**EXERCISE GOAL:** Present the lines below as a Markdown table with the columns "Number" and "Line," numbering each row and omitting any blank lines. Leave the pictures out of the table.

Labeled-object pointing entries:

______________________________

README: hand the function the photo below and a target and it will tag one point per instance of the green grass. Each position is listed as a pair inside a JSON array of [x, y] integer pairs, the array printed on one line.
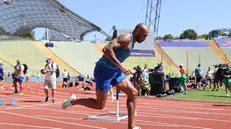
[[205, 95], [152, 62]]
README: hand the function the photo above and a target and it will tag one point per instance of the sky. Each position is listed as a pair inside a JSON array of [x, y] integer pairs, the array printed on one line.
[[176, 15]]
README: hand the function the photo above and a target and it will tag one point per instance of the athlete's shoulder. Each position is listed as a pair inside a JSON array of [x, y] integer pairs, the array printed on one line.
[[124, 38]]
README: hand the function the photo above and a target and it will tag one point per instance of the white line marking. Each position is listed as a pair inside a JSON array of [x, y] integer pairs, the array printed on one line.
[[58, 117], [31, 126], [57, 121], [150, 122]]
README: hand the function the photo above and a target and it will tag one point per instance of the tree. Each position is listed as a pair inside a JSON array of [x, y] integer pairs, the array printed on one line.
[[189, 34], [229, 34], [159, 38], [168, 36], [3, 32], [203, 36], [108, 39]]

______________________________

**OUTPUT FOR THIS TASK:**
| Number | Line |
|---|---|
| 1 | README: hand the function the photo below and a target and it will tag one point per instance of the green grass. Each position is listed as a pair inside a JSON array of [x, y] integer pairs, the array printed on one line. |
| 2 | [[205, 95], [152, 62]] |
| 3 | README: hand the function the photo above and a target and it will tag one point per instance of the sky. Each position is listed as a pair inside a JSON array of [x, y] integer pairs, the array printed on one line. |
| 4 | [[176, 15]] |
| 5 | README: hand the function the photo above and a target and it will tag one point per instance of the athlete's shoulder. Each position is listed as a pair inside a JSON array of [x, y] integer pairs, the array printed on one line. |
| 6 | [[124, 38]] |
| 7 | README: hand the function the photo above and a target and it will tag one point per instance of the white line marking. Each position is listed as a pair inside a JSON array of [x, y] integer pairs, the array printed on one line. |
| 8 | [[58, 117], [31, 126], [57, 121], [150, 122]] |
| 9 | README: hand the function the photo above and a target and it will tag one point per instance of the tree. Each position is listed as a pair inside a JSON array of [x, y] integer pairs, the array printed on one line. |
| 10 | [[189, 34], [229, 34], [159, 38], [168, 36], [3, 32], [203, 36], [108, 39]] |